DATASET CONTENT.
⁂
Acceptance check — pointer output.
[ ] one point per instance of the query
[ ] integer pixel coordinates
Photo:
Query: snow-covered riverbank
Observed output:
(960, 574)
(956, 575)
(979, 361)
⁂
AIM OF THE TASK.
Find each line of the rows that contains the string "output", matching case, and copy those lines.

CORRECT RESPONSE.
Acceptance check — pointer output.
Observed output:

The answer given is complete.